- _EXTRAIT DU TEXTE_
================
J'écris parce que je comprends, et je souffre de tout ce qui est parce que je le connais trop (Guy de Maupassant).
L'argent n'a pas d'odeur (Vespasien).
Tout ce qui brille n'est pas or (proverbe).
Entre tous mes aînés, Quai Conti, il n’en était aucun qui
m’inspirât plus de respect que ce neveu de Taine. Je ne crois pas le lui avoir
jamais manifesté ; il paraissait comme isolé par la grande vieillesse :
l’esprit jeune et vivant de Prométhée était lié à un corps en ruine. Mais sa
tristesse devait avoir d’autres sources : le monde qu’il avait décrit dans ses
livres ne ressemblait plus à l’image qu’il en avait donnée. Il était
l’historien et le témoin d’un empire qui se défaisait sous ses yeux. Les cartes
qui avaient servi à ce voyageur n’eussent plus servi à personne (François Mauriac : Bloc-notes, au sujet d'André Chevrillon).
================
- _DONNÉES FOURNIES_
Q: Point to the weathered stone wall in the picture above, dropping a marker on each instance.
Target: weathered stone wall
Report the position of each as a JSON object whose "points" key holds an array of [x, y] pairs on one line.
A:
================
- _CONSIGNES À SUIVRE_
A: D'après l'extrait, à quoi l'esprit jeune et vivant de Prométhée était-il lié ?
B: Recopiez le passage de l'extrait qui s'ouvre sur les mots contenant « L'argent n'a pas » et se termine par « sujet d'André Chevrillon). ».
La liste est un document à part, sans lien avec l'extrait.

- _RÉPONSES AUX CONSIGNES_
A: À un corps en ruine.

B:
L'argent n'a pas d'odeur (Vespasien).
Tout ce qui brille n'est pas or (proverbe).
Entre tous mes aînés, Quai Conti, il n’en était aucun qui
m’inspirât plus de respect que ce neveu de Taine. Je ne crois pas le lui avoir
jamais manifesté ; il paraissait comme isolé par la grande vieillesse :
l’esprit jeune et vivant de Prométhée était lié à un corps en ruine. Mais sa
tristesse devait avoir d’autres sources : le monde qu’il avait décrit dans ses
livres ne ressemblait plus à l’image qu’il en avait donnée. Il était
l’historien et le témoin d’un empire qui se défaisait sous ses yeux. Les cartes
qui avaient servi à ce voyageur n’eussent plus servi à personne (François Mauriac : Bloc-notes, au sujet d'André Chevrillon).